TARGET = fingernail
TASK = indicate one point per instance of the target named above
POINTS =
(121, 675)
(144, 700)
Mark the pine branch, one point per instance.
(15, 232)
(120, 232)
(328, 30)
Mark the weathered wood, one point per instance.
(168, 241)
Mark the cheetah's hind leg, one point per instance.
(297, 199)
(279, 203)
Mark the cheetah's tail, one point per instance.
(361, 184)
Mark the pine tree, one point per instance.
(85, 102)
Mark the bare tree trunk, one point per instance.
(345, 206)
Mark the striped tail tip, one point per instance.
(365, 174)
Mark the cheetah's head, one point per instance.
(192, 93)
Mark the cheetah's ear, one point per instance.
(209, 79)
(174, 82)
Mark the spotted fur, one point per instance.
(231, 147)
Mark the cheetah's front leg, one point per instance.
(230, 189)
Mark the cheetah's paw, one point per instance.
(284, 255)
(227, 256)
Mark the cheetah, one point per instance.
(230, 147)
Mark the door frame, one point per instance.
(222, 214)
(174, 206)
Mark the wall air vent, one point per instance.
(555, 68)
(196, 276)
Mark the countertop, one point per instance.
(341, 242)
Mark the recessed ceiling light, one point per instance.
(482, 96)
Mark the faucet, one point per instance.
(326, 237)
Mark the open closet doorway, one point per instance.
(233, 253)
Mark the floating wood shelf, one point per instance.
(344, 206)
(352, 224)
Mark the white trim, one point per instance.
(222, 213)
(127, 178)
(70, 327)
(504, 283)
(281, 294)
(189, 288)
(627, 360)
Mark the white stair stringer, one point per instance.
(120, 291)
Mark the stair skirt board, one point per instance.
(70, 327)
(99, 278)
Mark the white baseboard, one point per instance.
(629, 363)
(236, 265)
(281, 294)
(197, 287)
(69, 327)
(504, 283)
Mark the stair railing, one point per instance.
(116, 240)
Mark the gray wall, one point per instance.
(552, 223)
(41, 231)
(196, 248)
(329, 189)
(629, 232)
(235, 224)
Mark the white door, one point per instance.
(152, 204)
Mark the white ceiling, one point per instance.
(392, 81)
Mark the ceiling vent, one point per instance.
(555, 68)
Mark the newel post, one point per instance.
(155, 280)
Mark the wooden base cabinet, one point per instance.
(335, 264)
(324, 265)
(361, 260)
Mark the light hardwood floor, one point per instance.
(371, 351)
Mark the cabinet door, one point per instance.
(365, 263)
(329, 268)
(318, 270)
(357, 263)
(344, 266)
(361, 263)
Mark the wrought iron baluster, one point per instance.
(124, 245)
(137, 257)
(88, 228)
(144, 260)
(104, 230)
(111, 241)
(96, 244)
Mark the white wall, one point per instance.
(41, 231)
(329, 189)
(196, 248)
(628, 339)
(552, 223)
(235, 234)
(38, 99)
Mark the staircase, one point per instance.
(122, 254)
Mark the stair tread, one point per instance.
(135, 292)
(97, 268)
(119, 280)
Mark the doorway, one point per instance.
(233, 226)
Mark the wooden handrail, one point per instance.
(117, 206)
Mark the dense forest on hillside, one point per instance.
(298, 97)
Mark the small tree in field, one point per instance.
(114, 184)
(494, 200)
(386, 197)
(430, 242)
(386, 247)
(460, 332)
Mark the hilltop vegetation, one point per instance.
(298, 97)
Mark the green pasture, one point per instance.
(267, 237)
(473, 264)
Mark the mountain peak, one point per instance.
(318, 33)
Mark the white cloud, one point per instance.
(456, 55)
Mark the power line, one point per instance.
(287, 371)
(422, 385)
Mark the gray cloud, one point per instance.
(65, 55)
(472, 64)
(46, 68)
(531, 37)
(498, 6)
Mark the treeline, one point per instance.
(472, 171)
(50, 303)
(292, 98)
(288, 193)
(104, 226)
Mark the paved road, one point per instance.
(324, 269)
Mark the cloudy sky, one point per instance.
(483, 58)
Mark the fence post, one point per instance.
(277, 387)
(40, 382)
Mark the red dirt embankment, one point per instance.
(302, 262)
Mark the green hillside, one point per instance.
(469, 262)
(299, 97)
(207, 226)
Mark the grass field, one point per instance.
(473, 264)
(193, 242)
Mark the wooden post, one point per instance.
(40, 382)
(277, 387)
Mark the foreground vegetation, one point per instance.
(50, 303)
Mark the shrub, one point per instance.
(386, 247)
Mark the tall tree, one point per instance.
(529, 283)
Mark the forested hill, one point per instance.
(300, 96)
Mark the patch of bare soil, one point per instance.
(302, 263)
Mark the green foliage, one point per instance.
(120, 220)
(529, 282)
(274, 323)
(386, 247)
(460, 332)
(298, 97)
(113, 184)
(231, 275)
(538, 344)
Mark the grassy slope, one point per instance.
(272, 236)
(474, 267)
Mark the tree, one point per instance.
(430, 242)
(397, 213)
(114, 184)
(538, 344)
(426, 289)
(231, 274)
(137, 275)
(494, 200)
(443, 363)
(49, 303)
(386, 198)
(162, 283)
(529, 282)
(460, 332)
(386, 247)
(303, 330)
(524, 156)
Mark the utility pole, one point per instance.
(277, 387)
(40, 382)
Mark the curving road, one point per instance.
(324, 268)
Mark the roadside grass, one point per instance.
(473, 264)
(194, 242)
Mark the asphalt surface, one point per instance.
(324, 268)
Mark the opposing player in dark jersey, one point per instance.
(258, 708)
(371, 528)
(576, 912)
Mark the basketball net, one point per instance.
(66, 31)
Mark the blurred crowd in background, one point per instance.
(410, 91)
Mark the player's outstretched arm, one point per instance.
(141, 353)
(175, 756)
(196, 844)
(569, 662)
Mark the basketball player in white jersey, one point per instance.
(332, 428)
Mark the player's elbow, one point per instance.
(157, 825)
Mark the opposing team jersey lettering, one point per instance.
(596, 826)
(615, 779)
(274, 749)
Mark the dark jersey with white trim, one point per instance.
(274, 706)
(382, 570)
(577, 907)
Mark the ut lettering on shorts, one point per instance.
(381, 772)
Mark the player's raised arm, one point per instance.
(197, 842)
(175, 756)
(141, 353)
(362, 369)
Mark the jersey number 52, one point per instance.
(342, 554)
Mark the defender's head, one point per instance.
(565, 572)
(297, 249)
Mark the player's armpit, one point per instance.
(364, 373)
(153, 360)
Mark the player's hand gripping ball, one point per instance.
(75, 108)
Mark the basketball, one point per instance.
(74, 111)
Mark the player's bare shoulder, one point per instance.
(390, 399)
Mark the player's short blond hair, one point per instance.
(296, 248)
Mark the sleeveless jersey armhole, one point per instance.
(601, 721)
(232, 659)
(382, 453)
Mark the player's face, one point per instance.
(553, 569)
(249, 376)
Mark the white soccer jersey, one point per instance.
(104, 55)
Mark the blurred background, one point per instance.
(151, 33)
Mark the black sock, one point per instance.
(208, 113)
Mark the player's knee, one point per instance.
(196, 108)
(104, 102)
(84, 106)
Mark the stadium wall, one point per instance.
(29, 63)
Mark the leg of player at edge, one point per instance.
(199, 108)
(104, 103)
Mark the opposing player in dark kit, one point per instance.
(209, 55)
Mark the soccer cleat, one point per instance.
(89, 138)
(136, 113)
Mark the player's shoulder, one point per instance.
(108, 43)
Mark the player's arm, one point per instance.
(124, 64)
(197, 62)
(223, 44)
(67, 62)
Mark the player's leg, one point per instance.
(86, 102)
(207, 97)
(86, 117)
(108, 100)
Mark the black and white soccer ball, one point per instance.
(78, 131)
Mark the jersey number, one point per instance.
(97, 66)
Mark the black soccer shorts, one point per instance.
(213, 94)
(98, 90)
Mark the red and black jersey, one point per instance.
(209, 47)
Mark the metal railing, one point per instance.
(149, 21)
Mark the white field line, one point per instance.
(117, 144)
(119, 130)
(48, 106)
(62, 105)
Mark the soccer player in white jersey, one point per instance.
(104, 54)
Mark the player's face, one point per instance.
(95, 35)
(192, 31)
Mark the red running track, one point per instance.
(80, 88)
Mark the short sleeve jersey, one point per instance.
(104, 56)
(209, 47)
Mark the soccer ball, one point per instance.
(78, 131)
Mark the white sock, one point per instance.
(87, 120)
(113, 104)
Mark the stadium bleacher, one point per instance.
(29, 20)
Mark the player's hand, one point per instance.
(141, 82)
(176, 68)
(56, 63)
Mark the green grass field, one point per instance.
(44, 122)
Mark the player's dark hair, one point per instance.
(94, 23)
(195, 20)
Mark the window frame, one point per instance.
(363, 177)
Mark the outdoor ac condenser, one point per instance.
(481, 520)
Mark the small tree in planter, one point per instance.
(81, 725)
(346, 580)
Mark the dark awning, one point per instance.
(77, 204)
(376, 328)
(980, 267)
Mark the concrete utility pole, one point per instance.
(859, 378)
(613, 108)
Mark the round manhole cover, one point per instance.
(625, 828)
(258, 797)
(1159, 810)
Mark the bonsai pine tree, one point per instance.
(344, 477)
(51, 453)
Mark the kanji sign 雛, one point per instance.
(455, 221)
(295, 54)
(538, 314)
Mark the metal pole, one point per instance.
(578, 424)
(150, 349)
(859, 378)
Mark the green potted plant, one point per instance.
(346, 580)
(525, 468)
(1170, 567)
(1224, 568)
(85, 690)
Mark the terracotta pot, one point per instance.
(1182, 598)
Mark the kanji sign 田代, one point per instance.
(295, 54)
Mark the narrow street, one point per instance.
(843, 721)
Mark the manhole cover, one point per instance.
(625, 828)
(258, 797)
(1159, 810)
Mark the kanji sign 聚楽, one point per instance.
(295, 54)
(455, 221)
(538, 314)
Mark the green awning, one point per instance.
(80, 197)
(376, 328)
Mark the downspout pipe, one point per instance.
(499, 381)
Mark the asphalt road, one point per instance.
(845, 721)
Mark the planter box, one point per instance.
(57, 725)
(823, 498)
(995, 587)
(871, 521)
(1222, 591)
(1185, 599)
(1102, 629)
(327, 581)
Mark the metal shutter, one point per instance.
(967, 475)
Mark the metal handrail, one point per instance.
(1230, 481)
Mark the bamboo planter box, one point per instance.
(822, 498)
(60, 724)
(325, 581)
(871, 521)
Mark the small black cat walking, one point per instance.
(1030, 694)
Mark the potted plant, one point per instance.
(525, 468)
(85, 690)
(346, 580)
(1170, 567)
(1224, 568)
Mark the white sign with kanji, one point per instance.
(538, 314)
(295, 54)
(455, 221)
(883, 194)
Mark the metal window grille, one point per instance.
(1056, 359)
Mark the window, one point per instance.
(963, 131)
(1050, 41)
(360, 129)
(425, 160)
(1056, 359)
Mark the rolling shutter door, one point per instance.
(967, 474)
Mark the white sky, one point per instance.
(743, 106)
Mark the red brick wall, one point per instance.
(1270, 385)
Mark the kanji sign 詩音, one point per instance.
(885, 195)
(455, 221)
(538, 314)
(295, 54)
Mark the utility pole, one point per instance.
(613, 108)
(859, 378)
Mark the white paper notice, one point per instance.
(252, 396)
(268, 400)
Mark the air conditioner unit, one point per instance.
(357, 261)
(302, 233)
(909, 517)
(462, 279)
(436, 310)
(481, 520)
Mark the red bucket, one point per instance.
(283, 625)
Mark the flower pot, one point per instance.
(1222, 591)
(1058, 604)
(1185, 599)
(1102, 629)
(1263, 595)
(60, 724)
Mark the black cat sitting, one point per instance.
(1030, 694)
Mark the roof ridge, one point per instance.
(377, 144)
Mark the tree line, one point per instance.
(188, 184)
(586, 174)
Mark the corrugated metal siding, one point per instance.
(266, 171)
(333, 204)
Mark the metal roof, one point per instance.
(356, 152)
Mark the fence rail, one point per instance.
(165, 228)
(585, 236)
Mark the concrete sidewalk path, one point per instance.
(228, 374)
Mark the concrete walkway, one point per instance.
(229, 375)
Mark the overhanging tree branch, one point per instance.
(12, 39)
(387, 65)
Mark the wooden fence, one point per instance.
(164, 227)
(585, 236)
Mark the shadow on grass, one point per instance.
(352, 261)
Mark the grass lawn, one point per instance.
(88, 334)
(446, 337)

☆ ☆ ☆ ☆ ☆ ☆ ☆

=== Requirement ===
What is needed is an exact copy of the line containing "Mark the concrete walkway, one" and each line after it, through the final line of the entries above.

=== Answer box ===
Mark the concrete walkway, one point per instance.
(229, 375)
Mark the overhanging tree branch, one point per instance.
(12, 39)
(387, 65)
Mark the wooden fence, one point per instance.
(164, 227)
(585, 236)
Mark the shadow on grass, one point per instance.
(352, 261)
Mark the grass lawn, one point per instance.
(88, 334)
(446, 337)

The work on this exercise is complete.